◆ **Stated problem**
Below are the records. Restate word for word every line from the one that contains "Study the photograph above. For every instance of the green tree" through the final line, both included.

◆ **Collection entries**
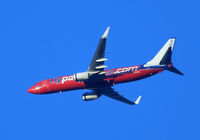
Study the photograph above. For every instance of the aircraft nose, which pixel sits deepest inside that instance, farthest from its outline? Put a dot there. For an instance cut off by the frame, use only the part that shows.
(32, 90)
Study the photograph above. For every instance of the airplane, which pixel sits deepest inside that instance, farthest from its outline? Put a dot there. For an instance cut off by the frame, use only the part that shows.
(101, 81)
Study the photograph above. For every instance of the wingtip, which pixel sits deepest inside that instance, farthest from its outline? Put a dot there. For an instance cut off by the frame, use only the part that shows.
(138, 100)
(106, 32)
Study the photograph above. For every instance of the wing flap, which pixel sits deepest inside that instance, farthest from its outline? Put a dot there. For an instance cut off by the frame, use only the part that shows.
(109, 92)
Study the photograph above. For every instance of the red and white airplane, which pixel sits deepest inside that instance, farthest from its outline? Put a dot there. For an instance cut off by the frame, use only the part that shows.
(100, 81)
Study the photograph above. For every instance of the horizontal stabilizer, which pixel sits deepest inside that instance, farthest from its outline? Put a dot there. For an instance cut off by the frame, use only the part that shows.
(173, 69)
(138, 100)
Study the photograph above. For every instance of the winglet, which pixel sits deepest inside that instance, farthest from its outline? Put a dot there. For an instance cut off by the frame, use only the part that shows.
(106, 32)
(138, 100)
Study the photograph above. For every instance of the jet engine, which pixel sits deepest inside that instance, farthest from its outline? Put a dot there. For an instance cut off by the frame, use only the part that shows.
(83, 76)
(90, 96)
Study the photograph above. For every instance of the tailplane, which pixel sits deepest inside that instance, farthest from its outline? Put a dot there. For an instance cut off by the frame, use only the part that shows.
(163, 57)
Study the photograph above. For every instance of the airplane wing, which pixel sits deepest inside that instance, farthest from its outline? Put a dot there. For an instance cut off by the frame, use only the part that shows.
(97, 64)
(109, 92)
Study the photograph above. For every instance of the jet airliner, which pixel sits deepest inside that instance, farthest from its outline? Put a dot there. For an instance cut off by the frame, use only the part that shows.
(101, 81)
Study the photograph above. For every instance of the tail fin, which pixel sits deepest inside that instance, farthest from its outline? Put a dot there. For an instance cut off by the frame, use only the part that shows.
(163, 57)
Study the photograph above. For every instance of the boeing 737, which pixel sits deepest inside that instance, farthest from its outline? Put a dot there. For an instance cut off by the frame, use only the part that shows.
(101, 81)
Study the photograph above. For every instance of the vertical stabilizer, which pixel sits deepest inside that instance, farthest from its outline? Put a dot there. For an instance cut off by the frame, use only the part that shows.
(163, 57)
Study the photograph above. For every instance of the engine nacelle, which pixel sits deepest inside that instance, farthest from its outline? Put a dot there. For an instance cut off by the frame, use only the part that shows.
(83, 76)
(90, 96)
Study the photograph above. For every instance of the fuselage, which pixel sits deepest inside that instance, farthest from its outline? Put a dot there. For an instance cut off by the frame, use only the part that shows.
(112, 77)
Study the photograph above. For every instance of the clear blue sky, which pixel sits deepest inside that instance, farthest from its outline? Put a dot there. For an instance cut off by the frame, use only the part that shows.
(43, 39)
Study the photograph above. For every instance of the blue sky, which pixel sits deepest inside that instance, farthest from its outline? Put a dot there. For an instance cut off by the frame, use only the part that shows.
(44, 39)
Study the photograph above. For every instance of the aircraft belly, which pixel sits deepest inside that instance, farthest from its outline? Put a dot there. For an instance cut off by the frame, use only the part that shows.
(136, 75)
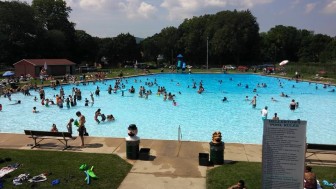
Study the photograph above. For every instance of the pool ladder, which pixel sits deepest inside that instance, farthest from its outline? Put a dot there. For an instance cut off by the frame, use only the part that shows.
(179, 133)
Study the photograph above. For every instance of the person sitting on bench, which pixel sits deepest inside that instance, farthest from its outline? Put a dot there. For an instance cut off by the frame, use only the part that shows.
(54, 128)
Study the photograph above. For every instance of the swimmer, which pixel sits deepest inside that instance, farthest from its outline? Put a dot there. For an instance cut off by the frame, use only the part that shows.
(110, 117)
(292, 105)
(275, 117)
(97, 113)
(264, 113)
(34, 110)
(17, 102)
(103, 117)
(254, 102)
(274, 100)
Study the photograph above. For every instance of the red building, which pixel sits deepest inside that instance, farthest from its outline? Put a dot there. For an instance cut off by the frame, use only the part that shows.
(54, 67)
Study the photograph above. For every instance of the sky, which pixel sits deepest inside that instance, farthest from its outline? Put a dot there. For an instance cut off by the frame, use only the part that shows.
(144, 18)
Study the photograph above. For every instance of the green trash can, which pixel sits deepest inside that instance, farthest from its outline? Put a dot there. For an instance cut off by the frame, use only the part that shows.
(132, 149)
(217, 153)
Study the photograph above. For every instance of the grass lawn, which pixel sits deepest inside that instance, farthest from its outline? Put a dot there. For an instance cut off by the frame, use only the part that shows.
(226, 175)
(110, 169)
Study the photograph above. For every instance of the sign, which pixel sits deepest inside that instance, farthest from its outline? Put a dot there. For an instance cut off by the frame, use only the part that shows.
(283, 154)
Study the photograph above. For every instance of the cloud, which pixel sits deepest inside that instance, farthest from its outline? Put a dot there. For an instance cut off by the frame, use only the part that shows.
(295, 3)
(310, 7)
(180, 9)
(330, 8)
(90, 4)
(136, 9)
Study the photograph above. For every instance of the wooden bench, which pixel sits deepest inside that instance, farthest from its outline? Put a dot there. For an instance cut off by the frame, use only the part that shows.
(39, 136)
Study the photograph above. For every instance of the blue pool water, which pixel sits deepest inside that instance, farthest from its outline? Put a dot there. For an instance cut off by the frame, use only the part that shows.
(198, 115)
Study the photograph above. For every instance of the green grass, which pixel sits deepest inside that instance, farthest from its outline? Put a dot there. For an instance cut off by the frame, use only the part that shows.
(226, 175)
(110, 169)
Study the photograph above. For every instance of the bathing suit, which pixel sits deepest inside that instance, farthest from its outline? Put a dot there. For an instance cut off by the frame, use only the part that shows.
(292, 106)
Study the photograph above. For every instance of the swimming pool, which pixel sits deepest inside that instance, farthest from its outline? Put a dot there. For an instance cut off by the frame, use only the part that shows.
(198, 115)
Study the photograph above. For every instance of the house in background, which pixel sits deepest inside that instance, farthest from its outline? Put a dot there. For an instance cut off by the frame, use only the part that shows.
(54, 67)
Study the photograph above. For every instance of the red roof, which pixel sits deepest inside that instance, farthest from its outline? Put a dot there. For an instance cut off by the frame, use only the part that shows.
(49, 62)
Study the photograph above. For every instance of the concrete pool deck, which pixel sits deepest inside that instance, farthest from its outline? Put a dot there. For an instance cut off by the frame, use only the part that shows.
(172, 164)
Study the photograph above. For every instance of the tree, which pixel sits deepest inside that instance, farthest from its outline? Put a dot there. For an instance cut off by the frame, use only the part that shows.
(87, 47)
(18, 31)
(53, 16)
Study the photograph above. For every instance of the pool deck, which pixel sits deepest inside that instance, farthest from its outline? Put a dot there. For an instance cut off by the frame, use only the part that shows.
(172, 164)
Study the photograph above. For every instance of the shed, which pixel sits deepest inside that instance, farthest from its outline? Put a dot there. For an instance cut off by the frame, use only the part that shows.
(54, 67)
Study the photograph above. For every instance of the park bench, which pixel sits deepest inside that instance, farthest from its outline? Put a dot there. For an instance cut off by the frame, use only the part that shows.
(39, 136)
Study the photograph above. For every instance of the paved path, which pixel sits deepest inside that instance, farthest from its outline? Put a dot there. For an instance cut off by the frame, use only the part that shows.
(172, 164)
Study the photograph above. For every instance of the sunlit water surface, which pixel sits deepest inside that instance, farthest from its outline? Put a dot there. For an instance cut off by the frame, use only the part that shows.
(198, 115)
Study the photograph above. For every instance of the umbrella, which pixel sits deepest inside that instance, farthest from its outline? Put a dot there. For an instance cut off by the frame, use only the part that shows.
(8, 73)
(284, 62)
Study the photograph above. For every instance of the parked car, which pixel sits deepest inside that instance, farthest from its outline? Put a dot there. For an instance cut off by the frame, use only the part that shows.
(85, 69)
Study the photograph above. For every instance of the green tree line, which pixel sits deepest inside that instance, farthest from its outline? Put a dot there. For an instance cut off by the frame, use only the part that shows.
(43, 30)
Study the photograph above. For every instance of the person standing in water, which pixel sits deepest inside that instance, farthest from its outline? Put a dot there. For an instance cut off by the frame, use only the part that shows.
(254, 102)
(81, 126)
(275, 117)
(264, 113)
(292, 105)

◆ **Final result**
Study the photograph above. For every instance of the green tree line, which pixel sits deepest inside that instance, farthest from its outline? Put a dot there. For an instance cut off by the frame, use only the part that shows.
(43, 30)
Study the photograph above. For every instance of the person standing in water, which pixel sits deepest inside that instance, farthest from its outline? Put a dot there. For an instance cut off by the frame, use only the part that shows.
(254, 102)
(81, 126)
(275, 117)
(264, 113)
(292, 105)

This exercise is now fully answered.